**WHAT THIS EXERCISE ASKS:**
(a) Quote the passage of the customer engagement analytics article starting with "Understand customer interactions" and going on through "users face regularly.".
(b) Write what comes next in the customer engagement analytics article, picking up right after its final sentence.

── TEXT EXCERPT ──

Customer Engagement Analytics: How To Collect Analytics Data and Increase Customer Engagement

Thinking of using customer engagement analytics to improve customer relationships and increase user engagement?

Customer engagement analysis helps you understand your users’ buying behavior and sentiments. It helps you anticipate customer demand and gives you a competitive advantage.

If you’re looking to create and implement highly effective customer engagement strategies, then this article is for you!

Ready to get started? Let’s go!

Summary of customer engagement analytics

  1. You can track in-app interactions to understand how customers are engaging with your product.
  2. Feature tagging enables you to track feature usage and see how customers are interacting with different features.
  3. You can use heatmaps to pinpoint areas of high and low engagement.
  4. Next, make use of custom goals, aka milestones, and see how customers are progressing. You can offer to help those who aren’t progressing as planned, increasing engagement along the way.
  • To leverage the customer analytics data and improve customer engagement, you can start by segmenting customers based on engagement and sending personalized marketing messages to them.
  • Next, you can implement a loyalty program to engage loyal customers and make them power users.
  • Segmentation also allows you to identify lapsed customers, whom you can re-engage and attempt to win back.
  • Userpilot is a comprehensive product engagement tool that helps you collect customer data, track user interactions, and segment your users based on different criteria. Book a free demo to see how it can help you boost customer engagement.

What is customer engagement analytics?

Customer engagement analytics refers to measuring customer data from all interactions to evaluate customer health, identify preferences, and forecast future behavior.

What are the benefits of customer engagement analytics?

A solid customer engagement strategy can do wonders for your SaaS product. Here is how customer engagement analytics can help you create a data-driven strategy.

Understand customer interactions that impact the customer behavior

First, it allows you to visualize how customers are interacting with your product and how these interactions shape user behavior.

This helps you understand your customers on a deep level, increasing your chances of building a strong relationship with your user base.

Uncover the problems that block the customer journey

Next, with engagement analytics, you can identify problems your users face regularly.

These friction points stop them from advancing on the user journey and must be addressed to improve customer engagement and their experience.

───
── RAW RECORDS ──

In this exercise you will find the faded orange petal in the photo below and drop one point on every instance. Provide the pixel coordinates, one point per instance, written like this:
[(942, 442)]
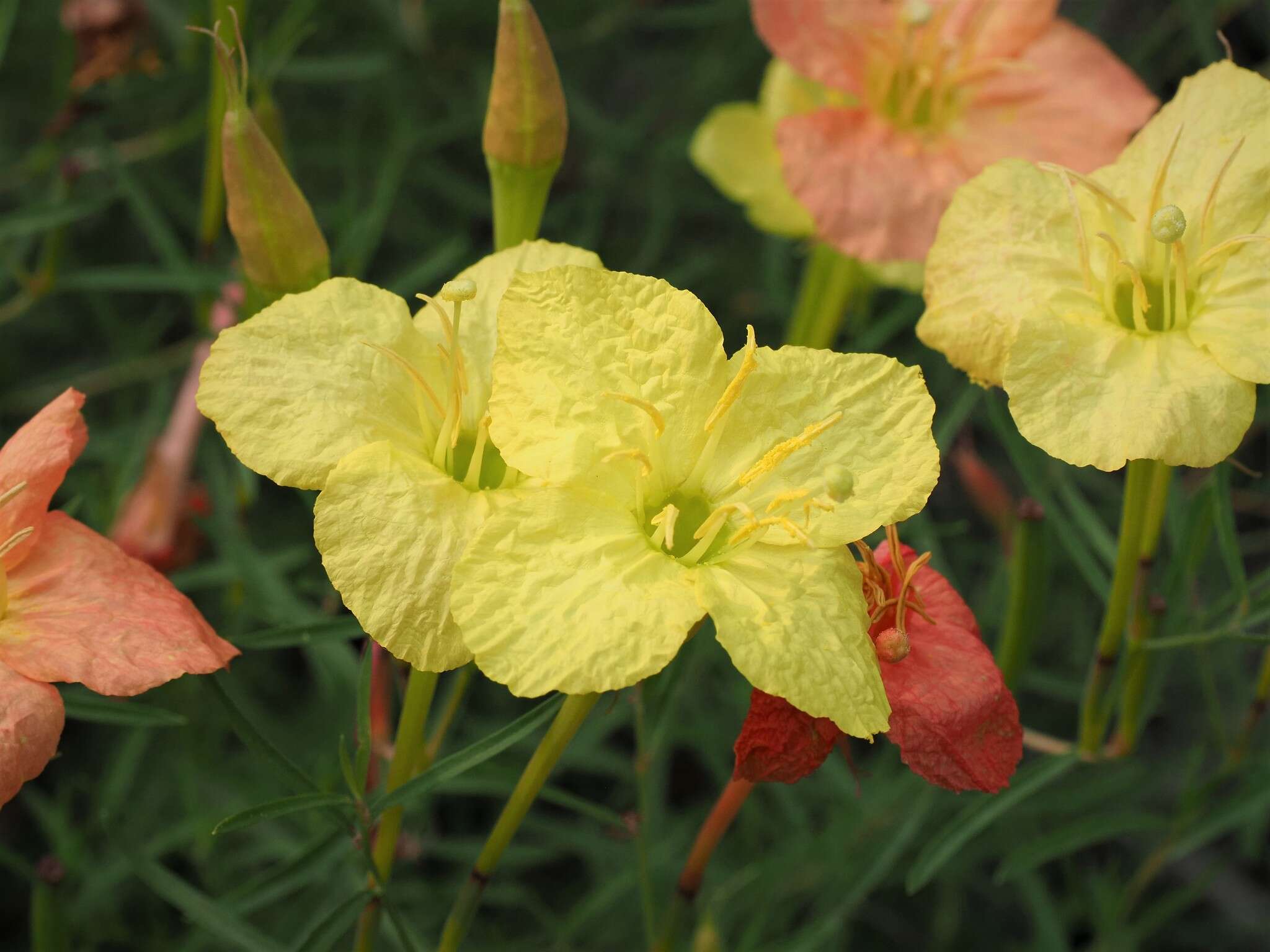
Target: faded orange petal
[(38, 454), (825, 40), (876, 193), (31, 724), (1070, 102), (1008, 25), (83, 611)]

───
── RAW RECORDS ──

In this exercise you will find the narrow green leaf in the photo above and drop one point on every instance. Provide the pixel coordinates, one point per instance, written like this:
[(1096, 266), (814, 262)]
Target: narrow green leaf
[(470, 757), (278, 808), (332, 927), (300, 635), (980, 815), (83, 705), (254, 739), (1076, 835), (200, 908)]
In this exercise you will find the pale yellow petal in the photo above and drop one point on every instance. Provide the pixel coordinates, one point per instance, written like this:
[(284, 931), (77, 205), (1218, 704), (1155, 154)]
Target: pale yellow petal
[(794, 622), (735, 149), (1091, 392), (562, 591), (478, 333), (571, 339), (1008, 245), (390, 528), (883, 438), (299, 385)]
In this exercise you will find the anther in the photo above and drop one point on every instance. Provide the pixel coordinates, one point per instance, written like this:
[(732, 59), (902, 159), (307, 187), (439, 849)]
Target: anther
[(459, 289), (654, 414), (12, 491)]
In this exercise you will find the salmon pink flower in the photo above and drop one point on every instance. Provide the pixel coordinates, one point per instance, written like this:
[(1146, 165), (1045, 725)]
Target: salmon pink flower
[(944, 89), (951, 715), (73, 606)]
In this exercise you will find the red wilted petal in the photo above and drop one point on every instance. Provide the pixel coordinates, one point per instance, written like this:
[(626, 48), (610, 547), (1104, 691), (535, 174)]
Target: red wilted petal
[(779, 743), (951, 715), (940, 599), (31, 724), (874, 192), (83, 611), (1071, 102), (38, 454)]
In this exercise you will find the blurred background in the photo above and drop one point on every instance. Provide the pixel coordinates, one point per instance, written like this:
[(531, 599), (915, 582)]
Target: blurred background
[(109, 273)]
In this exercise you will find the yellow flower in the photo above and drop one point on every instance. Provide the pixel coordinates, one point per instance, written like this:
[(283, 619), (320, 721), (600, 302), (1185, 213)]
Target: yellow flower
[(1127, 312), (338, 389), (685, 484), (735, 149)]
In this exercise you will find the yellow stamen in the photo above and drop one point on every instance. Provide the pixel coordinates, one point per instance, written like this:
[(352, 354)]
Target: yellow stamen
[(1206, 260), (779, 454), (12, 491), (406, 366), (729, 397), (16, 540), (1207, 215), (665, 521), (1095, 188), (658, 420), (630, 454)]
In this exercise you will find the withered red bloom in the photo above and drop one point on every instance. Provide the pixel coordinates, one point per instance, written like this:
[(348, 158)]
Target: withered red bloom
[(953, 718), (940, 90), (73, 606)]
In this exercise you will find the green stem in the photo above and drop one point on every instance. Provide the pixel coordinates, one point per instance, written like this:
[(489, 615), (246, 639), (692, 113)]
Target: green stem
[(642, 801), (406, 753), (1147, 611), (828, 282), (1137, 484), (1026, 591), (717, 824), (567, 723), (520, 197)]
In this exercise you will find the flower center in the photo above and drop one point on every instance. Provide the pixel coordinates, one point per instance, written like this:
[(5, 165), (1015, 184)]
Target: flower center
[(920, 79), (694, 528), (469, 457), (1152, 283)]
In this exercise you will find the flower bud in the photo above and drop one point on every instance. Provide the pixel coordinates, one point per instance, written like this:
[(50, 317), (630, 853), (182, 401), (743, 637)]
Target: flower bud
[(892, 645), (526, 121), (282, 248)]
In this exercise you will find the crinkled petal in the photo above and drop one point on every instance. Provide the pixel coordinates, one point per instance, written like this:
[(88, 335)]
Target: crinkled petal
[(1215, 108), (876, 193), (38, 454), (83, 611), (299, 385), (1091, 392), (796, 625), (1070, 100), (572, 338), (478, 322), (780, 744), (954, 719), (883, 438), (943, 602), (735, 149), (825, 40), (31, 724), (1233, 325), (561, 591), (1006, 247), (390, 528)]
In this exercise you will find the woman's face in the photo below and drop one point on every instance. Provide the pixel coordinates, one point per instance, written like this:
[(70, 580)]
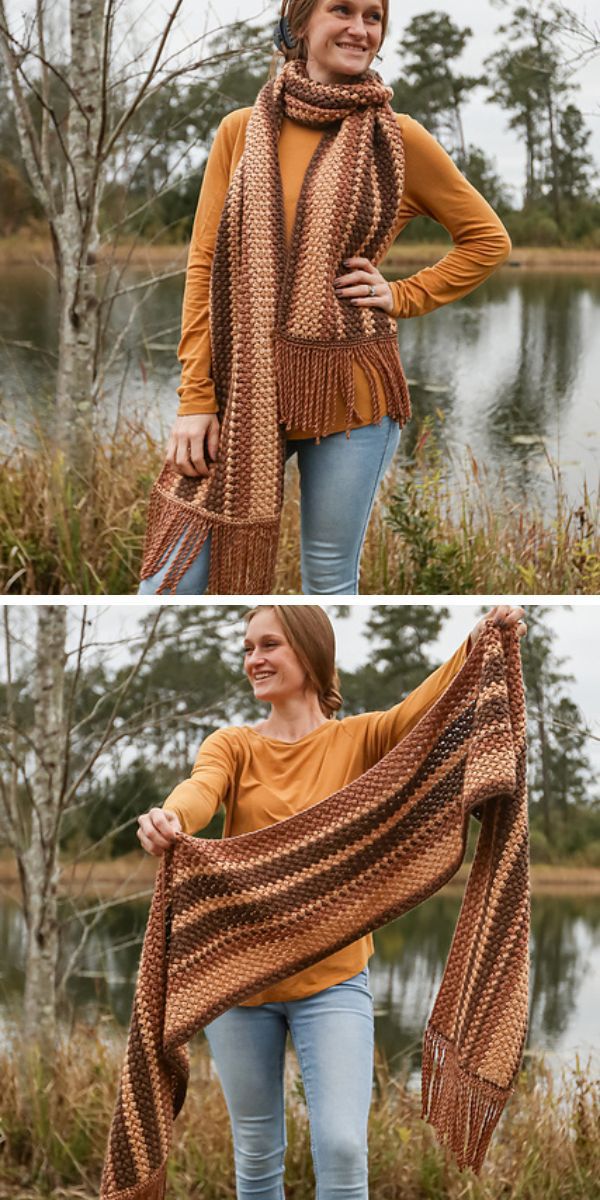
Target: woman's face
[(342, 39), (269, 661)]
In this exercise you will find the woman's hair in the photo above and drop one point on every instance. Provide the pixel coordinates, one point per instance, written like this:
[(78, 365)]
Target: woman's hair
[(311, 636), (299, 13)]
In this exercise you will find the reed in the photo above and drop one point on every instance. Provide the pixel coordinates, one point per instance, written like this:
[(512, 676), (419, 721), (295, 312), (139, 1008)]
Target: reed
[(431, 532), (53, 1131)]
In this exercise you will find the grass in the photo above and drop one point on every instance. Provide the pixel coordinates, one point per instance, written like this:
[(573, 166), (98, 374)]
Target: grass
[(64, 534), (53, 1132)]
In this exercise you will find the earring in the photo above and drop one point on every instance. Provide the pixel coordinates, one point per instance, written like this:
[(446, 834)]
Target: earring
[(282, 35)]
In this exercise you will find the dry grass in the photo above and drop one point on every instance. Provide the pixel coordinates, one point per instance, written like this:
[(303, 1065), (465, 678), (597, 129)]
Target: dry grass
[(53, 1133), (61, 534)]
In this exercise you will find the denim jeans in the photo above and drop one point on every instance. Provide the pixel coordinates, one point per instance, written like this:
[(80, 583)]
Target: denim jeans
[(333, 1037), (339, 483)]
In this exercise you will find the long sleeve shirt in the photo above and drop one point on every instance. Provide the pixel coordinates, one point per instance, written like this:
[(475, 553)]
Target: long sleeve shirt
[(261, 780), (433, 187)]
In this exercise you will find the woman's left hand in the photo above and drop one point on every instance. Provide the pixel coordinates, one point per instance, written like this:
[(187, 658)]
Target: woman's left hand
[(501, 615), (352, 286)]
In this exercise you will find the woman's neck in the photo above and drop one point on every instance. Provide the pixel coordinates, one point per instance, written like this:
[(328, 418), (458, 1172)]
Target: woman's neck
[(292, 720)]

───

**ANSWERS TO EACH TASK:**
(a)
Understand customer interactions that impact the customer behavior

First, it allows you to visualize how customers are interacting with your product and how these interactions shape user behavior.

This helps you understand your customers on a deep level, increasing your chances of building a strong relationship with your user base.

Uncover the problems that block the customer journey

Next, with engagement analytics, you can identify problems your users face regularly.

(b)
Improve customer retention and customer loyalty

Finally, analytics can help you identify different product use cases.

This allows you to create personalized flows, which in turn improves user retention, increases loyalty, and reduces churn.

Key metrics to measure customer engagement

Here are five essential metrics that you can use to analyze your customer engagement processes.

Customer Engagement Score

The Customer Engagement Score (CES) is an essential metric that measures how engaged your current paid users and free trial prospects are.

This metric attempts to quantify user engagement and is reflected through a score based on several event values.

customer-engagement-score.png
Customer Engagement Score.

To calculate the CES, you need to first identify what events define customer engagement for you. For example:

  • Frequency of Product Usage: How often do users open your software?
  • Key Features: What features do your customers use the most often or don’t?
  • Customer Upgrades and Renewals: How often do customers switch to the next paid tier or renew their subscriptions?
  • The Number of Support Tickets: How many tickets, within a given period, are issued by customers? Additionally, how many are solved?

The events mentioned above can vary between products and companies. They can differ in terms of importance from one SaaS company to another.

Once you’ve defined all the events, you can sum their scores to measure your customer’s overall success, health, and engagement.

Product stickiness

Product stickiness refers to users’ tendency to return to your product because they find value in it and are highly engaged by it.

Measuring this metric helps you identify scopes for providing account expansion opportunities, improving customer retention, and increasing CLV (customer lifetime value).

stickiness-metric.png
Product Stickiness.

The DAU to MAU ratio is one of the best ways to measure product stickiness. To calculate this for a given period, you need to find out the number of daily active users and monthly active users and then divide them as shown in the image above.

Customer lifetime value

Customer Lifetime Value (CLV or LTV) is the average amount of money your product gets from one customer over the entire duration of their relationship with you. In other words, it is an estimation of the net profit one customer can bring you in the future.

To calculate the CLV, you need to first find out the average revenue of the account(s) whose total lifetime value you’re trying to measure. Then, divide this by your existing customer churn rate.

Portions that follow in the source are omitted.